**Input for this task:**
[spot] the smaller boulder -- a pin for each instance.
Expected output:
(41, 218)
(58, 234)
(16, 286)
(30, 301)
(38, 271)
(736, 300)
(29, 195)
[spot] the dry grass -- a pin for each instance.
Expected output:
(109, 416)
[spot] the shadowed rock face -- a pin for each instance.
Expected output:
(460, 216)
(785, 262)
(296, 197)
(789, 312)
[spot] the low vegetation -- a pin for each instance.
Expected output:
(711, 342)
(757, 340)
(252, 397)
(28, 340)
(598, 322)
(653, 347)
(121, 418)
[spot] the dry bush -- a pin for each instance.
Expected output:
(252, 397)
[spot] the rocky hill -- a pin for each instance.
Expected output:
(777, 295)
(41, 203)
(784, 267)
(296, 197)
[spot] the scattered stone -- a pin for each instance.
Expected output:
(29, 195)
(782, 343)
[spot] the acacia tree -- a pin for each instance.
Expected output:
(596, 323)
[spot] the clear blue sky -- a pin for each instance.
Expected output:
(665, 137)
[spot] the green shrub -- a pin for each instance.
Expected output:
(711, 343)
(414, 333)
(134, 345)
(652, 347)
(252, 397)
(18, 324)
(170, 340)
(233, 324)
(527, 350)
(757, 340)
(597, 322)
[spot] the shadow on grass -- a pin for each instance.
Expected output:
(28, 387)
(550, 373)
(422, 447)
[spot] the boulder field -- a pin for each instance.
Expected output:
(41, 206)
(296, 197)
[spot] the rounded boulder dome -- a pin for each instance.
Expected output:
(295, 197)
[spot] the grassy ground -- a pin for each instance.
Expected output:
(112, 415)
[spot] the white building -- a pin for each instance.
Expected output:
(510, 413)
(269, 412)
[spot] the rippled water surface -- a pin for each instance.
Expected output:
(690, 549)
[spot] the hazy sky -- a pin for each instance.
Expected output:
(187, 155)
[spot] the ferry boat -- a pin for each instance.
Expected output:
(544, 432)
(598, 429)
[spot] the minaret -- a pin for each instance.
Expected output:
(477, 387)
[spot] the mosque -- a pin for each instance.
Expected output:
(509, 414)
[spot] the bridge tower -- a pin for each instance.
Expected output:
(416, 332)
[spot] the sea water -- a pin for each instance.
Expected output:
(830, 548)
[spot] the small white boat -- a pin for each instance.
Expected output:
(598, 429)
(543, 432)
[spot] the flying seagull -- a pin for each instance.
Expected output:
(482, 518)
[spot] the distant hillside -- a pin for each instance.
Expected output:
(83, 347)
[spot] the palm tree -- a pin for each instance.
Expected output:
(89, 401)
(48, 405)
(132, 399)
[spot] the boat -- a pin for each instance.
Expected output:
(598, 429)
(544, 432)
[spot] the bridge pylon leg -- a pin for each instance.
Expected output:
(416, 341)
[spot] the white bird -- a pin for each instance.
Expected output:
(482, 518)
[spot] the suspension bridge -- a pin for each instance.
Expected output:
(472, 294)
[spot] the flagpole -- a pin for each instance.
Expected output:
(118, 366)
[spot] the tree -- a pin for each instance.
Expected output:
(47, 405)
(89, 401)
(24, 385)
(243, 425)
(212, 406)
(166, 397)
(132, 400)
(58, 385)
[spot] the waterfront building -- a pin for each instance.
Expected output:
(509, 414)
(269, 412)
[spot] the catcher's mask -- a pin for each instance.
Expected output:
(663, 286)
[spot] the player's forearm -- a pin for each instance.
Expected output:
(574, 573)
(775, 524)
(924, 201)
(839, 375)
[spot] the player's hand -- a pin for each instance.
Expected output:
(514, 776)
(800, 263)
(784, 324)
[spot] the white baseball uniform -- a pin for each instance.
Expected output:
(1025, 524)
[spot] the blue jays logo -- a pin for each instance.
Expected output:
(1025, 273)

**Task:** Switch every "pin" in the rows above to "marker", then write out all the rows again with nothing else changed.

**Exercise solution:**
[spot] the smaller boulder -- a marker for each instance.
Expected output:
(41, 218)
(58, 234)
(16, 286)
(30, 301)
(38, 271)
(736, 300)
(29, 195)
[spot] the dry grass -- a marker for each instance.
Expected output:
(109, 416)
[spot] the shadowed rock face -- a marker for each instance.
Expected output:
(460, 216)
(785, 262)
(296, 197)
(789, 312)
[spot] the low vegetation -- a marker for each instance.
Expected output:
(711, 342)
(757, 340)
(252, 397)
(28, 340)
(598, 322)
(653, 347)
(121, 418)
[spot] the dry bush -- a marker for each instance.
Expected output:
(252, 397)
[spot] the rocky hill -- a marker for each instance.
Expected output:
(777, 295)
(41, 203)
(784, 267)
(296, 197)
[spot] the scattered stone -- a marker for each instance.
Expected output:
(29, 195)
(782, 343)
[spot] the acacia tree -- a marker for each instance.
Expected output:
(596, 323)
[spot] the clear blue sky -- a marker for each instance.
Expected output:
(665, 137)
[spot] the green shrub -- a marker for each instance.
Expected output:
(711, 343)
(414, 333)
(134, 345)
(652, 347)
(252, 397)
(18, 324)
(170, 340)
(233, 324)
(527, 350)
(757, 340)
(597, 322)
[spot] the shadow on grass -- a marker for each instance.
Expected output:
(28, 387)
(550, 373)
(422, 447)
[spot] the boulder field -- a marker for each instance.
Expected output:
(41, 206)
(296, 197)
[spot] the rounded boulder dome -- a marker for each instance.
Expected output:
(295, 197)
[spot] the grassy ground -- a marker for each instance.
Expected output:
(112, 415)
[spot] the white building -- a marker for each instance.
Expected output:
(510, 413)
(269, 412)
[spot] the rippled water surface -- a marker for each instance.
Expected output:
(690, 549)
[spot] the hazy sky -- a marker for each instance.
Expected output:
(187, 155)
[spot] the ferry boat -- a marker for each instance.
Expected output:
(544, 432)
(598, 429)
[spot] the minaret -- a marker for each instance.
Expected output:
(477, 387)
[spot] the mosque -- a marker for each instance.
Expected output:
(509, 414)
[spot] the bridge tower -- a marker for each instance.
Expected output:
(416, 332)
[spot] the sea water -- a marker for each instance.
Expected output:
(830, 548)
[spot] the small white boat -- a marker for each instance.
Expected output:
(598, 429)
(543, 432)
[spot] the flying seagull -- a marker for each instance.
Expected output:
(482, 518)
[spot] the distant hillside -- a marker for each instance.
Expected output:
(83, 347)
[spot] the palm tree -- a marker for each instance.
Expected output:
(89, 401)
(48, 405)
(132, 399)
[spot] the boat -- a marker for each instance.
Expected output:
(598, 429)
(544, 432)
[spot] the bridge pylon leg -- a marker for each instance.
Expected output:
(416, 341)
[spot] the white bird -- a marker for each instance.
Expected output:
(482, 518)
[spot] the suspension bridge -- a marker for each instance.
Expected output:
(472, 294)
[spot] the flagpole -- a marker for each instance.
Expected output:
(118, 366)
[spot] the tree -- a marker for each instance.
Expected output:
(47, 405)
(89, 401)
(24, 385)
(243, 425)
(212, 406)
(166, 397)
(132, 400)
(58, 385)
[spot] the waterfront building -- a marker for each instance.
Expected output:
(509, 414)
(269, 412)
[spot] the catcher's mask -- a marker for each instance.
Expected output:
(663, 286)
[spot] the player's forearm -- a marker for each instance.
Expected output:
(574, 573)
(775, 524)
(924, 201)
(839, 375)
[spot] the player's hand -- a marker for each instance.
Expected output:
(514, 776)
(800, 263)
(784, 324)
[spot] the white baseball uniform -- a marker for each instance.
Expected output:
(1025, 524)
[spot] the blue jays logo -- a marker for each instance.
Expected output:
(1025, 273)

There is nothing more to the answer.